━━━━━ Task material ━━━━━

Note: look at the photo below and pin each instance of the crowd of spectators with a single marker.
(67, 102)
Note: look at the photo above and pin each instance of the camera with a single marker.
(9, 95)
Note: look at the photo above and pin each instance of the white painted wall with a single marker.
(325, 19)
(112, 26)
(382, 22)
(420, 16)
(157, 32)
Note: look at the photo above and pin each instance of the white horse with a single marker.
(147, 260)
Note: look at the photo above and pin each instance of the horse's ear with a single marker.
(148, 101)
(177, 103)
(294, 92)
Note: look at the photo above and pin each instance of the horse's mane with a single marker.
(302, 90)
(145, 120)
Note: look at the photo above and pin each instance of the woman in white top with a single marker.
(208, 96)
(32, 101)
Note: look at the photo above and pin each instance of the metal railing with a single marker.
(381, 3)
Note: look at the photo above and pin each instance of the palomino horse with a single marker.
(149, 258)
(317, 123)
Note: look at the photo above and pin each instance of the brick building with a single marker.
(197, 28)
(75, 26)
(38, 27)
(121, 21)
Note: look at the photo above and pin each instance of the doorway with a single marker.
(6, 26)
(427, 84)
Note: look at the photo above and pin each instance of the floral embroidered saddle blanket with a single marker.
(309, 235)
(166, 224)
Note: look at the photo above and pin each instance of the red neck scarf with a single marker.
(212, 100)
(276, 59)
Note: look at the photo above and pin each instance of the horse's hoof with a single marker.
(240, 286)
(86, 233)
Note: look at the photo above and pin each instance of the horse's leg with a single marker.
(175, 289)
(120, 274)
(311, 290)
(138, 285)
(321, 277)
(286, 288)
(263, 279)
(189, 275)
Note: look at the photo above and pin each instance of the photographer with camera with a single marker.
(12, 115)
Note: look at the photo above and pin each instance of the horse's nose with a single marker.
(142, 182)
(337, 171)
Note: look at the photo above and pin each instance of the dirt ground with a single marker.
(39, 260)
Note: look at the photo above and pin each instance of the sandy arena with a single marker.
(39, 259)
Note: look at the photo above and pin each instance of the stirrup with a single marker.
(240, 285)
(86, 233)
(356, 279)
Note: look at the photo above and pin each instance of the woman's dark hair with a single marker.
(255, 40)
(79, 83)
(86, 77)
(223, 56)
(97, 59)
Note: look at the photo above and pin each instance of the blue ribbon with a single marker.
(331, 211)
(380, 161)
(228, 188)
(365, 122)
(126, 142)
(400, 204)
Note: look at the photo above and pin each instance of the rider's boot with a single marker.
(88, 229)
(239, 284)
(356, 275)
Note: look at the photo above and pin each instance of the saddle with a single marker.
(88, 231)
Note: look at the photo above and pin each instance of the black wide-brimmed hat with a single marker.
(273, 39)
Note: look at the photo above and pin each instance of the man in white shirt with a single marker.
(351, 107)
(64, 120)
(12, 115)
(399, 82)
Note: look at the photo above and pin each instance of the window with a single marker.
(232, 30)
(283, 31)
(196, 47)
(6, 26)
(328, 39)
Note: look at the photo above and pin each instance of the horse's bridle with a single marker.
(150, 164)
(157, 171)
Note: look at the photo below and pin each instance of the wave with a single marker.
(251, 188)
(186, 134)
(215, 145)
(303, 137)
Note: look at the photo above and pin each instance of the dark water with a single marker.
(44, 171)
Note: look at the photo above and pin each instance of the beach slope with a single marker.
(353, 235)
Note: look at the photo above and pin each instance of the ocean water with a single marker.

━━━━━

• _Exercise goal_
Print all of the entries again, exactly as written.

• _Exercise solution_
Note: look at the photo below and pin each instance of the crowd of spectators with a single marker.
(67, 102)
Note: look at the photo above and pin each instance of the camera with a single marker.
(9, 95)
Note: look at the photo above and pin each instance of the white painted wall with a single marker.
(325, 19)
(112, 26)
(382, 22)
(420, 16)
(157, 32)
Note: look at the photo above and pin each instance of the white horse with a single marker.
(147, 260)
Note: look at the photo above and pin each instance of the horse's ear with a single marker.
(148, 101)
(177, 103)
(294, 92)
Note: look at the photo above and pin each instance of the horse's mane with a single marker.
(302, 90)
(145, 120)
Note: look at the photo above and pin each instance of the woman in white top with a single marker.
(208, 96)
(32, 101)
Note: look at the photo above and pin each instance of the metal railing with a single marker.
(381, 3)
Note: look at the photo above and pin each instance of the palomino horse with a single marker.
(149, 258)
(317, 123)
Note: look at the photo above and pin each instance of the brick building with a single marker.
(197, 28)
(75, 26)
(38, 27)
(121, 21)
Note: look at the photo above and pin each instance of the doorway with a single marker.
(6, 26)
(427, 84)
Note: look at the photo above and pin each instance of the floral embroidered saddle blanket with a single marker.
(309, 235)
(166, 224)
Note: look at the photo above and pin each instance of the red neck scarf with a single marker.
(212, 100)
(276, 59)
Note: look at the photo above and pin each instance of the horse's hoof with a single marker.
(240, 286)
(86, 233)
Note: look at the photo above and pin each instance of the horse's leg with a single marker.
(175, 289)
(120, 274)
(311, 290)
(138, 285)
(321, 277)
(286, 288)
(263, 279)
(189, 275)
Note: look at the photo above and pin each instance of the photographer with camera with a single marker.
(12, 115)
Note: look at the photo above and pin each instance of the horse's nose with a single marker.
(142, 182)
(337, 171)
Note: look at the photo above and pin each instance of the dirt ground with a single marker.
(39, 260)
Note: look at the photo above and pin each instance of the sandy arena with a single marker.
(39, 259)
Note: look at the photo above and pin each instance of the stirrup with a single marker.
(240, 285)
(86, 233)
(356, 279)
Note: look at the photo above and pin each instance of the woman's dark hair with a single marker.
(255, 40)
(79, 83)
(86, 77)
(223, 56)
(97, 59)
Note: look at the photo above and pin each instance of the blue ribbon with a single marker.
(331, 211)
(380, 161)
(228, 188)
(365, 122)
(126, 142)
(400, 204)
Note: look at the photo above and pin each instance of the rider's boot with a single marker.
(88, 229)
(239, 284)
(356, 275)
Note: look at the photo above and pin each instance of the saddle with a single marker.
(88, 231)
Note: look at the photo above and pin each instance of the black wide-brimmed hat with a single marker.
(273, 39)
Note: look at the photo above and pin each instance of the man in white shirt with a single marker.
(351, 107)
(64, 120)
(12, 115)
(399, 82)
Note: look at the photo above and pin each instance of the window with a single marker.
(232, 30)
(283, 31)
(196, 47)
(6, 26)
(328, 39)
Note: look at the photo above and pin each instance of the horse's bridle with a single marker.
(150, 164)
(157, 171)
Note: look at the photo below and pin each instance of the wave with a single marker.
(251, 188)
(186, 134)
(215, 145)
(303, 137)
Note: look at the photo above and pin each instance of the dark water with a single marker.
(44, 171)
Note: look at the photo above and pin each instance of the beach slope with a single marker.
(353, 235)
Note: look at the photo above and pin each instance of the ocean water with a single marker.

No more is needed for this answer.